◆ **PROMPT**
Reproduce the entries below, please. Keep every character the same.

☆ ☆ ☆ ☆ ☆

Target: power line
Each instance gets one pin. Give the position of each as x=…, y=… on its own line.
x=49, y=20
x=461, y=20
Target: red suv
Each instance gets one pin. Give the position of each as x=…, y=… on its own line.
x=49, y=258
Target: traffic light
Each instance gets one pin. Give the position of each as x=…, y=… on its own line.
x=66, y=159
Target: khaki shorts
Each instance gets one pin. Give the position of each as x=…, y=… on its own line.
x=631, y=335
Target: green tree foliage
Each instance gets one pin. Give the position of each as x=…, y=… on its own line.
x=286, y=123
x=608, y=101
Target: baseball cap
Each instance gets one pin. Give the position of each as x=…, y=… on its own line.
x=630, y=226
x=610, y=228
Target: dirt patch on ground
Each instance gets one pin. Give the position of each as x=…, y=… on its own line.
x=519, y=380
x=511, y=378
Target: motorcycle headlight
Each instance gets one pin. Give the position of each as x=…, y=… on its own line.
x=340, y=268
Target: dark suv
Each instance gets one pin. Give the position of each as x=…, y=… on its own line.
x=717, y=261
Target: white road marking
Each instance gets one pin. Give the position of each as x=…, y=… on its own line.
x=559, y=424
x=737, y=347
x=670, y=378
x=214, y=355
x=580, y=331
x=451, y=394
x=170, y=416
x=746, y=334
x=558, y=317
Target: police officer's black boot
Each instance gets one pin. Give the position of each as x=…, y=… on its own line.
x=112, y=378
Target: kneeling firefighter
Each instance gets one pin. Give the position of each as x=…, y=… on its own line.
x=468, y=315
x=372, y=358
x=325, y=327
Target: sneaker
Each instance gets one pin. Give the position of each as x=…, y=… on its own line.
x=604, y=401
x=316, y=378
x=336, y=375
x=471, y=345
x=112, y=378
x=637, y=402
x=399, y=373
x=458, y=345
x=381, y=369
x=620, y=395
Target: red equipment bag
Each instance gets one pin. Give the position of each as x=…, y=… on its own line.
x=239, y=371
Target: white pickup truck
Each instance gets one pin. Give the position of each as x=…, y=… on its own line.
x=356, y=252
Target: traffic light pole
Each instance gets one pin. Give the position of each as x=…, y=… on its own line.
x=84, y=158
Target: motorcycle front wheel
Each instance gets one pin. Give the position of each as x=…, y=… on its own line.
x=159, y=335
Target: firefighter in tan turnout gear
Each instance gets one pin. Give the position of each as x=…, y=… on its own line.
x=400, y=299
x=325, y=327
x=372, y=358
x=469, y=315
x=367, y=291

☆ ☆ ☆ ☆ ☆

◆ **ANSWER BELOW**
Target: power line
Each instance gets one pin. Give the position of each as x=…, y=… on its own line.
x=49, y=20
x=461, y=20
Target: red suv
Each instance gets one pin. Give the position of each as x=…, y=… on its own line.
x=49, y=258
Target: traffic light
Each instance gets one pin. Give the position of each as x=…, y=… on its own line.
x=66, y=159
Target: khaki shorts
Each instance gets one pin. Give the position of each as x=…, y=… on its own line.
x=631, y=335
Target: green tree foliage
Each instance gets one pin. Give the position of each as x=…, y=… on its own line.
x=286, y=123
x=608, y=101
Target: baseball cap
Each instance gets one pin. Give the position of each as x=…, y=… on its own line.
x=630, y=226
x=610, y=228
Target: dirt patch on ground
Each instance gets one pin. Give the position of each as x=…, y=… on its own line.
x=519, y=380
x=511, y=378
Target: motorcycle headlight
Each instance gets one pin. Give the position of each as x=…, y=… on its own line.
x=340, y=268
Target: dark suv
Each instance gets one pin. Give the position of each as x=…, y=… on its own line.
x=717, y=261
Target: white road marking
Each instance gets one pin. Give the position of each as x=…, y=… on its own line.
x=559, y=424
x=737, y=347
x=670, y=378
x=214, y=355
x=580, y=331
x=451, y=394
x=170, y=416
x=746, y=334
x=558, y=317
Target: police officer's black boot
Each instance gets one pin. Give the position of each as x=…, y=… on its own line.
x=112, y=378
Target: kneeling firefighter
Each instance gets one pin. Give the position of each as x=…, y=… on its own line.
x=468, y=315
x=372, y=358
x=325, y=327
Target: sneaker
Each instance gets one pin. Give the position of each as x=…, y=… on its own line.
x=604, y=401
x=316, y=378
x=336, y=375
x=471, y=345
x=112, y=378
x=637, y=402
x=399, y=373
x=458, y=345
x=381, y=369
x=620, y=395
Target: red equipment bag
Each instance gets one pin. Give the position of each as x=…, y=… on its own line.
x=239, y=371
Target: white pickup truck
Each instance gets one pin. Give the position of each as x=…, y=… on its own line.
x=356, y=252
Target: traffic light pole
Each instance gets one pin. Give the position of each as x=…, y=… on its own line.
x=84, y=158
Target: motorcycle front wheel
Each instance gets one pin. Give the position of each as x=…, y=… on its own line.
x=159, y=335
Target: firefighter in tan turnout gear
Each instance gets one pin. Give the position of each as x=…, y=… on its own line.
x=400, y=299
x=325, y=327
x=372, y=358
x=469, y=315
x=367, y=291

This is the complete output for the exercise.